##### Page text

If I understand him right, Taleb means, by “Monte Carlo generator”, a computer program that is capable of churning out vast numbers of imaginary events, according to a set of predetermined rules. I can’t pretend to understand [which is why I’m reading this stuff, after all] – with my knowledge of computers, it’s amazing this blog is still in one piece. But (in a fairly superficial way) what Taleb’s saying here is surely wrong. A ‘Monte Carlo generator’ can construct scientific knowledge – as Taleb has already told us.

“It is a fact that ‘true’ mathematicians do not like Monte Carlo methods. They believe that they rob us of the finesse and elegance of mathematics. They call it ‘brute force’. For we can replace a large portion of mathematical knowledge with a Monte Carlo simulator (and other computational tricks). For instance, someone with no formal knowledge of geometry can compute the mysterious, almost mystical, Pi.” (p. 47) If existing mathematical knowledge can be replicated in this way, I find it hard to believe that new mathematical – or scientific – knowledge can’t also be so produced. [Okay, I just did my googling. Wikipedia informs me that in mathematics “[t]he method is useful for obtaining numerical solutions to problems which are too complicated to solve analytically.” I need to learn about this sort of thing.] At any rate, the ability of ‘Monte Carlo generators’ to supply Taleb with knowledge and understanding seems to be the main reason he likes them so much.

##########
##### Provided records

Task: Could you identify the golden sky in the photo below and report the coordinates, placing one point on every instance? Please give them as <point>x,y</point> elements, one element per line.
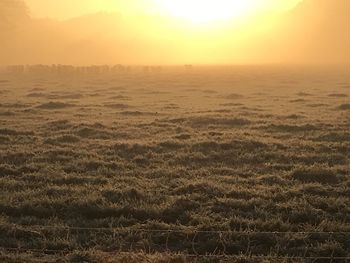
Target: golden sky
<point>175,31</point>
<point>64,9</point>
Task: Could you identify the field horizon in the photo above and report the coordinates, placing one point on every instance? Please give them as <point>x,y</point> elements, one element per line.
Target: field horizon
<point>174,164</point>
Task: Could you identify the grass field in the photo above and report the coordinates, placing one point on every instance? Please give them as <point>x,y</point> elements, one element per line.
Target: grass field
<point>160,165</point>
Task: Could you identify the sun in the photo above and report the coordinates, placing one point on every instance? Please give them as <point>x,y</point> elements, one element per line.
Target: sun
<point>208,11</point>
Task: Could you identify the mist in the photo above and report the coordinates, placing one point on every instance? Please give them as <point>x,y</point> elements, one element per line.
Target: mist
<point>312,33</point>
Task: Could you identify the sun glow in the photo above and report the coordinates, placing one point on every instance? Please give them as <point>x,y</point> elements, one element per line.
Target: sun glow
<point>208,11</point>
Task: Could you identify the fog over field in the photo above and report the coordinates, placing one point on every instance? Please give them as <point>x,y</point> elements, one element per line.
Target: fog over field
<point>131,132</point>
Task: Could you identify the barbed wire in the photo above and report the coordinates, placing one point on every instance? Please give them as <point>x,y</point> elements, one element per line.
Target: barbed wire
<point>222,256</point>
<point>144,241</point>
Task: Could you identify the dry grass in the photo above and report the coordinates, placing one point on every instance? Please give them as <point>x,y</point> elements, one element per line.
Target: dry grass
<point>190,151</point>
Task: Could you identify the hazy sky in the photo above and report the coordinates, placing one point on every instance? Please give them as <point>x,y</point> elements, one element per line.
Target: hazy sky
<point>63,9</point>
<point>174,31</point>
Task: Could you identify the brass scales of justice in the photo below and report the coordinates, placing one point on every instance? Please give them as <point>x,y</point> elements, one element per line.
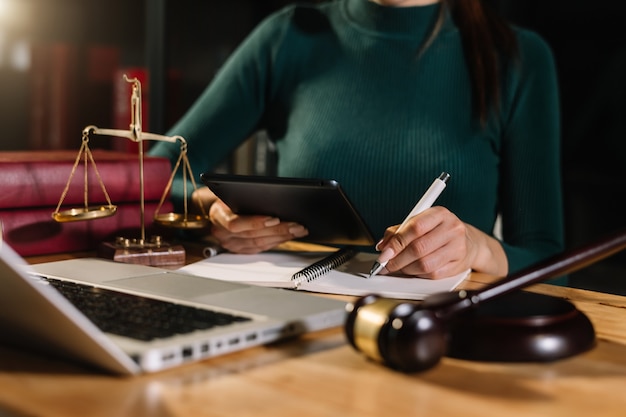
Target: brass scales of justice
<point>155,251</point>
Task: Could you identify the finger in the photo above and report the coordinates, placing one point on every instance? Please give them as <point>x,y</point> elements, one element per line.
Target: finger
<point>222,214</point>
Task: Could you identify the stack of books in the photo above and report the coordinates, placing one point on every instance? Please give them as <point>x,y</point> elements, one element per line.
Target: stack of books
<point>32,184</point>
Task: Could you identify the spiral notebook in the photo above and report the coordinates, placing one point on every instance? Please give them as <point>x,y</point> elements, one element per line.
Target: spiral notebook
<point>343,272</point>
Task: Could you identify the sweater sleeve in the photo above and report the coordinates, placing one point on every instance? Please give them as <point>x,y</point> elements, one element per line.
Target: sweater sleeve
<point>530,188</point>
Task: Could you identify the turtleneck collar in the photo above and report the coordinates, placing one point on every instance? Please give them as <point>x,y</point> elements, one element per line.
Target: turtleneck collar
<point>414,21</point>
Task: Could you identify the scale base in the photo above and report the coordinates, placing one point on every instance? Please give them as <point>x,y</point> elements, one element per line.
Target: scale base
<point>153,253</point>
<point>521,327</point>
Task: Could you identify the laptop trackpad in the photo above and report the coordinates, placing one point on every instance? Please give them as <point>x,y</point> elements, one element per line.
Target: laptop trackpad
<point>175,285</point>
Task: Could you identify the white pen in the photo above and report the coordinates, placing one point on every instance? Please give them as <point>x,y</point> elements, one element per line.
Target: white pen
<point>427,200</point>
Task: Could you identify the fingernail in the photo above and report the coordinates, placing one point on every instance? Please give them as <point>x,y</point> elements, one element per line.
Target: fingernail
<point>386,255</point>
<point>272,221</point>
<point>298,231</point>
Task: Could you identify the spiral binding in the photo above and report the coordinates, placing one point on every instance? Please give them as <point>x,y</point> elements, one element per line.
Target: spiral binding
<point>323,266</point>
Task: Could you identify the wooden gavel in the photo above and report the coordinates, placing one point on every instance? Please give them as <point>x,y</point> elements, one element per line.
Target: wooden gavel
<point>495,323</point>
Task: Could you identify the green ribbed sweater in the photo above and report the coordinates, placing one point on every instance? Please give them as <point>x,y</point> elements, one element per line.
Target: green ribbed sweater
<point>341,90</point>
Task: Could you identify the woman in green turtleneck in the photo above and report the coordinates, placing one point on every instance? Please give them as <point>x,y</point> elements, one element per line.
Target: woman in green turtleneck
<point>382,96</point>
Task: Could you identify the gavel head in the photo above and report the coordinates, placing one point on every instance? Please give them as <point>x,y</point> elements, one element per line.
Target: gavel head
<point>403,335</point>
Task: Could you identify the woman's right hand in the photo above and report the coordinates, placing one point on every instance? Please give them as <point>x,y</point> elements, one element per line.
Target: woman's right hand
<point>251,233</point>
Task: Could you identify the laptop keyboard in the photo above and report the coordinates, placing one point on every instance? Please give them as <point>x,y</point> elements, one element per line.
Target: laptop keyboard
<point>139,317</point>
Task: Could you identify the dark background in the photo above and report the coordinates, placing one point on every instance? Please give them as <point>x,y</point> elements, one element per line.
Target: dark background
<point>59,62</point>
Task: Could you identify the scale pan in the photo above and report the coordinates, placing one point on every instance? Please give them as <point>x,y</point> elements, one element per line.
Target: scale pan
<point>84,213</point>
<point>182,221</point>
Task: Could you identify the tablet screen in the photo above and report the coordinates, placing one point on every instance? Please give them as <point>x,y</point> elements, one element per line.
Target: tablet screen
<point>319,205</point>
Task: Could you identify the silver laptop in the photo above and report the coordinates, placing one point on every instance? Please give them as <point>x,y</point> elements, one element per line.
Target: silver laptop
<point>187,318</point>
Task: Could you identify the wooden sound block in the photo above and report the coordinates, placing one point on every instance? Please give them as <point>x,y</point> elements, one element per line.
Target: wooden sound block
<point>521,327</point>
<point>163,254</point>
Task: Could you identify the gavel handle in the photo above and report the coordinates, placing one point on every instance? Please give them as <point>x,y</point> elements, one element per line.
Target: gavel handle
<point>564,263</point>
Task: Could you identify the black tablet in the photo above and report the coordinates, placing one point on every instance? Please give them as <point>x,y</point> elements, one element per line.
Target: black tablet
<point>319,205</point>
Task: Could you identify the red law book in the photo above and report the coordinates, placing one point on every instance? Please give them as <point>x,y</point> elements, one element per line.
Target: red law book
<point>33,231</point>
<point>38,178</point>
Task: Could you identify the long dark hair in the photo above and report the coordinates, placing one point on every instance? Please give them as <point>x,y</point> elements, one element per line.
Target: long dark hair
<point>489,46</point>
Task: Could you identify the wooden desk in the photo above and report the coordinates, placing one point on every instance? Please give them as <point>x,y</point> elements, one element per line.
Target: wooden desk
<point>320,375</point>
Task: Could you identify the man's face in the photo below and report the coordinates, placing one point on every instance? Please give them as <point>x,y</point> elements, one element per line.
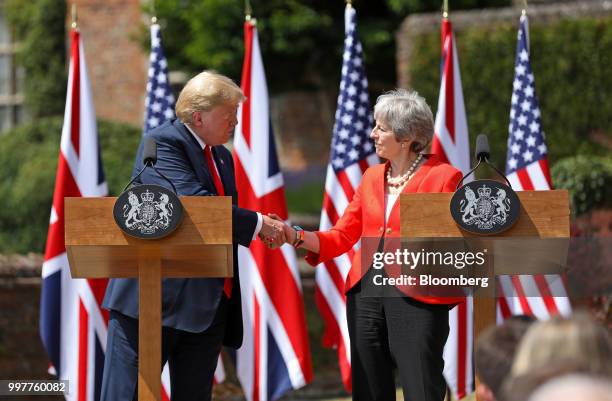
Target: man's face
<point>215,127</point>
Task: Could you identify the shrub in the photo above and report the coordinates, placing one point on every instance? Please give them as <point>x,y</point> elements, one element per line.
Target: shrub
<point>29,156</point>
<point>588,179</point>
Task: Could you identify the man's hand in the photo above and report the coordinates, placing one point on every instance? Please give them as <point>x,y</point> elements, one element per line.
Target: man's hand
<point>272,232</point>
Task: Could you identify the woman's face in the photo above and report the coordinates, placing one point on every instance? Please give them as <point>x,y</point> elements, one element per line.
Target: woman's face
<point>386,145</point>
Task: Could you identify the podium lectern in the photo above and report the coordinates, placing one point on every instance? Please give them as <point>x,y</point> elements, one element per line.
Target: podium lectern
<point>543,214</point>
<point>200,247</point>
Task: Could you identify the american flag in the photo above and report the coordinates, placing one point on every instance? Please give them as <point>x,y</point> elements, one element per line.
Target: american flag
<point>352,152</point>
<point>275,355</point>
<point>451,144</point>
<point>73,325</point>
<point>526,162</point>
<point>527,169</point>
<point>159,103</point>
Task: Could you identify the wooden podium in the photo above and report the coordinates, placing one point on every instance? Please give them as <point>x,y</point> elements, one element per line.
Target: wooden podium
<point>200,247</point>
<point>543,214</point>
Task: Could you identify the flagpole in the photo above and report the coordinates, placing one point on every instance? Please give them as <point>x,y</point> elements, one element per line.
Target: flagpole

##########

__Tasks__
- A) In the passage on Taleb and Monte Carlo methods, the quoted text says several things that "true" mathematicians do or believe. List all of them.
- B) Write out the part of the passage on Taleb and Monte Carlo methods starting at "If I understand" and ending at "already told us.", substituting "software application" for "computer program".
- C) Continue the passage on Taleb and Monte Carlo methods, picking up after its final sentence.
None of the data above is needed for the tasks.

__Answers for this exercise__
- A)
- They do not like Monte Carlo methods.
- They believe that Monte Carlo methods rob us of the finesse and elegance of mathematics.
- They call it "brute force."

- B)
If I understand him right, Taleb means, by “Monte Carlo generator”, a software application that is capable of churning out vast numbers of imaginary events, according to a set of predetermined rules. I can’t pretend to understand [which is why I’m reading this stuff, after all] – with my knowledge of computers, it’s amazing this blog is still in one piece. But (in a fairly superficial way) what Taleb’s saying here is surely wrong. A ‘Monte Carlo generator’ can construct scientific knowledge – as Taleb has already told us.

- C)
Anyway. Next we get this:

“This is the application of Turing’s Test of artificial intelligence, except in reverse. What is the Turing test? [We get a description. Taleb continues:] The converse should be true. A human can be said to be unintelligent if we can replicate his speech by a computer, which we know is unintelligent, and fool a human into believing it was written by a human. Can one produce a piece of work that can be largely mistaken for Derrida entirely randomly?”

Well – let’s charitably put down to ‘humorous’ license Taleb’s ‘reversal’ of the Turing test. And lets ignore the fact that the so called ‘random’ production of any text is random only within incredibly limited bounds – most of the game’s effectiveness depends on the non-randomly selected phrases and rules for the combination of phrases that whatever program Taleb’s describing would consist in. (Just as Taleb’s method of ‘randomly’ computing the value of Pi isn’t random at all except in one of the program’s particular functions.) All that said – the answer to Taleb’s last question is: obviously yes. Of course you can ‘randomly’ produce a piece of text that can be mistaken for Derrida – by people who know fuck all about Derrida. In fact, I’d go further – if the program that produces phrases is sufficiently intelligently set up, I daresay I could be fooled by – or at least not confident in my judgement of the provenance of – some phrase or short sequence of phrases. At some point that would collapse – you’re not going to be able to generate an intelligible essay, or even a longish piece of text, using a ‘random’ method. (And if you can, maybe you should apply for that Turing Test prize money.) But I have no idea what Taleb thinks he’s demonstrating here.

“[T]here are Monte Carlo generators designed to structure such texts and write entire papers. Fed with ‘postmodernist’ texts, they can randomize phrases under a method called recursive grammar, and produce grammatically sound but entirely meaningless sentences that sound like Jacques Derrida, Camille Paglia, and such a crowd. Owing to the fuzziness of his thought, the literary intellectual can be fooled by randomness.”

What bullshit. What copper-plated, cast-iron, dug from a farmer’s prize bull’s ditch of prize bullshit bullshit. According to ‘Fortune’ magazine (I know, I shouldn’t expect much, why did I even buy the fucking thing?) ‘Fooled by Randomness’ is “One of the smartest books of all time.” Well, not so much. Not if it has stuff that even vaguely resembles this in it. Good lord. Why do people take this sort of thing seriously? What’s going on?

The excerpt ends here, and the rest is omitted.